[Rows of box annotation data]
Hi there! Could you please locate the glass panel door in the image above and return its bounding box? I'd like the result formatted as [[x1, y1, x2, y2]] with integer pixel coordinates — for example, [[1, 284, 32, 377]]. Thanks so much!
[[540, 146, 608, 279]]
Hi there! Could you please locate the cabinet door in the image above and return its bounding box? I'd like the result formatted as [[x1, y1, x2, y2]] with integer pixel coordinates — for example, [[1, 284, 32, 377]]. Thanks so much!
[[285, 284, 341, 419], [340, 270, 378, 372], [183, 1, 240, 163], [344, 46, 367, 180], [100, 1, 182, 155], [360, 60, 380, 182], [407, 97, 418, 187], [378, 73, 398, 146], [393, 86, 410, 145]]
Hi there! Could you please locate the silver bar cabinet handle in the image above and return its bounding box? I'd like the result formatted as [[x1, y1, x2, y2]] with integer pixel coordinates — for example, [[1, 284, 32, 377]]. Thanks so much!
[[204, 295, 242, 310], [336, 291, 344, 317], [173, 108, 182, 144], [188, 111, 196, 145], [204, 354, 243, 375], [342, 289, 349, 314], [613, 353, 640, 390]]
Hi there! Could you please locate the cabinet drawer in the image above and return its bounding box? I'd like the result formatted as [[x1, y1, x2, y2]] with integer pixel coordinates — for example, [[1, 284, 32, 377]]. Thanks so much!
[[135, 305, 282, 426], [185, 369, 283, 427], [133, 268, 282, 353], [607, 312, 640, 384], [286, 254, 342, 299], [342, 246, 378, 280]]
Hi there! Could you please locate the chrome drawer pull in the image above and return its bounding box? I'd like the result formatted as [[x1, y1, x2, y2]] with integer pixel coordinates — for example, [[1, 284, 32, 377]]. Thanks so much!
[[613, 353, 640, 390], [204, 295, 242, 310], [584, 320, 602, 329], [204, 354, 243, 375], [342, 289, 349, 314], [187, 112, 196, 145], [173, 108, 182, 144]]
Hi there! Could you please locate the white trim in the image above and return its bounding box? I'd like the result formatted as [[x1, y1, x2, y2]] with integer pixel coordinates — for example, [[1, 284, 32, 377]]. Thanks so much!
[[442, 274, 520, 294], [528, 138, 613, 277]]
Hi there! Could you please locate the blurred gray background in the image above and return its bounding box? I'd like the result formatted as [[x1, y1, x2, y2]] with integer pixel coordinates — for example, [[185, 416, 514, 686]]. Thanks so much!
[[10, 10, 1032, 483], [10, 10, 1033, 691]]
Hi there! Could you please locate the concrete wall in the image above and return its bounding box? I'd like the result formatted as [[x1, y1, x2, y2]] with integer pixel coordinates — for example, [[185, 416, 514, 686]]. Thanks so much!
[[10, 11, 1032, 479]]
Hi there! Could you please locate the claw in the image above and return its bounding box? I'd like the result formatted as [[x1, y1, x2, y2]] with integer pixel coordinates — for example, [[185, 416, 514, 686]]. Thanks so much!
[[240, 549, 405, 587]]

EXERCISE DETAILS. Write out all of the items above exactly as they appear, with no changes.

TASK RESULT.
Hi there! Could you please locate the glass panel door in the image above and return its bounding box? I'd like the result formatted as [[x1, y1, x2, y2]] with integer pixel coordinates — for example, [[1, 284, 32, 377]]. Thanks so much!
[[540, 146, 608, 279]]
Hi there! Could you please locate the cabinet door in the image above and return its bounding box? I'd like the result formatted as [[x1, y1, x2, y2]] with integer pixel coordinates — for example, [[1, 284, 32, 377]]. Thanks so much!
[[285, 284, 341, 419], [340, 270, 378, 372], [183, 1, 240, 163], [344, 46, 367, 180], [100, 1, 182, 155], [360, 60, 380, 182], [407, 97, 418, 187], [378, 73, 398, 146], [393, 86, 410, 145]]
Hi there! Could you please locate the silver bar cabinet handle in the image above and return its bounding box? I'd like the result formatted as [[x1, y1, x2, y2]] with integer pixel coordinates — for example, [[1, 284, 32, 377]]. Thanks so much!
[[204, 295, 242, 310], [336, 291, 344, 317], [173, 108, 182, 144], [188, 111, 196, 145], [204, 354, 243, 375], [342, 289, 349, 314], [613, 353, 640, 390]]
Hi there! Could you please locate the cabinet drawer in the image above and return its bounding box? I'd like the result formatted as [[x1, y1, x2, y2]] with integer pixel coordinates — for example, [[1, 284, 32, 377]]. Thanks so much!
[[135, 305, 282, 426], [185, 369, 283, 427], [133, 268, 282, 353], [607, 312, 640, 384], [286, 254, 342, 299], [342, 246, 378, 280]]
Hi there! Could you please locate the chrome drawer pull in the image above and return its bounding box? I'd like the result formatted as [[x1, y1, x2, y2]] with integer pixel coordinates — for example, [[1, 284, 32, 377]]. Thanks so much!
[[613, 353, 640, 390], [204, 295, 242, 310], [584, 320, 602, 329], [204, 354, 243, 375], [342, 289, 349, 314], [187, 112, 196, 145], [173, 108, 182, 144]]
Hi there! Could you please locate the white trim in the image above and return its bounding box? I'd like the result formatted as [[x1, y1, x2, y2]] with integer pixel coordinates — for example, [[1, 284, 32, 377]]. Thanks so much!
[[442, 274, 520, 294], [528, 138, 613, 277]]
Hi there! Could you please locate the blurred gray background in the image above and return its bounding box? I'd like the result formatted as [[x1, y1, x2, y2]] with integer pixel coordinates — for example, [[185, 416, 514, 686]]. Thanks so much!
[[10, 10, 1032, 483], [10, 10, 1033, 691]]
Hi there! Could you please locate the concrete wall in the image above and return its bounding box? I'd like the result formatted as [[x1, y1, x2, y2]] with integer pixel coordinates — for example, [[185, 416, 514, 686]]. Thanks so much!
[[10, 11, 1032, 479]]
Hi there! Could you please locate the claw in the image above and return its bounding box? I'd like the result formatted as [[x1, y1, x2, y2]] with integer pixel coordinates — for example, [[185, 416, 514, 686]]. Thanks so much!
[[240, 549, 405, 587]]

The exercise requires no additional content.